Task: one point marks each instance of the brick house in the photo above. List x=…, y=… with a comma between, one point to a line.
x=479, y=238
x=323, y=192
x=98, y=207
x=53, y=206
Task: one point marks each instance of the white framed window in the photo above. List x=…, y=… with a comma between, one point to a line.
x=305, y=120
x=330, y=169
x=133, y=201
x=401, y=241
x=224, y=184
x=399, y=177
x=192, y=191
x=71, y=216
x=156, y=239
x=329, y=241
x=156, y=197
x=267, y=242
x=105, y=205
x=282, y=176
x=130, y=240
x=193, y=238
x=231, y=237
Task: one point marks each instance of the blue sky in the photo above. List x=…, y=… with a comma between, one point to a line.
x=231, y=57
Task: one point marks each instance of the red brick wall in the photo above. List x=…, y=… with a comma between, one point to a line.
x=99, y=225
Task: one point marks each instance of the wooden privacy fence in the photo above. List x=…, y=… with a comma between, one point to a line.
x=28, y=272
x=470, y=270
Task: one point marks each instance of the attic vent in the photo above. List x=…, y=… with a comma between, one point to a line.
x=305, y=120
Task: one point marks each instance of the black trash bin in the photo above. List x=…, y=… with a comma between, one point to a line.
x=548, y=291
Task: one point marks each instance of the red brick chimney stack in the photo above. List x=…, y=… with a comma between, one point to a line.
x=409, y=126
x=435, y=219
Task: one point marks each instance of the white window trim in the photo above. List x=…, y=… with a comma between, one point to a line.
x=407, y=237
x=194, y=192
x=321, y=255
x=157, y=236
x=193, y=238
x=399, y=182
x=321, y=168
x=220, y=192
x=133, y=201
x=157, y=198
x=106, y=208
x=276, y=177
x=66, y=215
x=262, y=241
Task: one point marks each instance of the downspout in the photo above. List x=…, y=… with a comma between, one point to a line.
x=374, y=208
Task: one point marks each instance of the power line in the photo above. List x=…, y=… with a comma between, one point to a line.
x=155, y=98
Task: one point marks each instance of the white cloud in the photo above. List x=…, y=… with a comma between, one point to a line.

■ What you will do
Present every line of the data above as a numbered list, skipping any blank lines.

■ Exercise solution
1. Task: one point marks each instance of the brick house in the photo above. List x=…, y=… with a comma between, one point to a line.
2. x=479, y=238
3. x=323, y=192
4. x=98, y=207
5. x=53, y=206
6. Task: one point marks each instance of the white framed window in the photo above. List x=…, y=… with a comma between, one point to a line.
7. x=305, y=120
8. x=330, y=169
9. x=133, y=201
10. x=401, y=241
11. x=224, y=184
12. x=399, y=177
13. x=192, y=191
14. x=71, y=216
15. x=156, y=239
16. x=329, y=241
17. x=156, y=197
18. x=267, y=242
19. x=105, y=205
20. x=282, y=176
21. x=130, y=240
22. x=193, y=238
23. x=231, y=237
24. Task: one point marks each instance of the blue sky in the photo above. List x=…, y=… with a comma between, one point to a line.
25. x=231, y=57
26. Task: one point marks each instance of the red brick wall in the photo above. List x=…, y=… with a comma between, one point to a line.
27. x=99, y=225
28. Task: one point marks each instance of the wooden privacy fence in the photo above. List x=…, y=… with a comma between, one point to a line.
29. x=28, y=272
30. x=470, y=270
31. Task: one point marks each instance of the attic vent in the photo above. List x=…, y=… with a comma between, one point to a line.
32. x=305, y=120
33. Task: one point marks each instance of the black trash bin in the photo above. List x=…, y=… with a comma between, one point to a line.
34. x=548, y=291
35. Task: one point marks each instance of the red brick chimney stack in the photo above. List x=…, y=… with a comma between, one point to a line.
36. x=409, y=126
37. x=435, y=219
38. Task: one point marks each instance of the white window trim in the photo above. List x=…, y=… with a comma between, one point to a line.
39. x=407, y=237
40. x=194, y=192
41. x=321, y=255
42. x=157, y=236
43. x=193, y=238
44. x=399, y=182
45. x=321, y=168
46. x=220, y=192
47. x=133, y=201
48. x=157, y=198
49. x=106, y=208
50. x=276, y=177
51. x=66, y=215
52. x=262, y=241
53. Task: one point marks each instance of the downspout in the photo above. List x=…, y=… with a comma between, one point to a line.
54. x=374, y=208
55. Task: one point marks each instance of the power line in the photo above. List x=…, y=… with a comma between, one point to a line.
56. x=155, y=98
57. Task: one point marks each instance of the white cloud in the photo above. List x=…, y=… with a comma between, one point to a line.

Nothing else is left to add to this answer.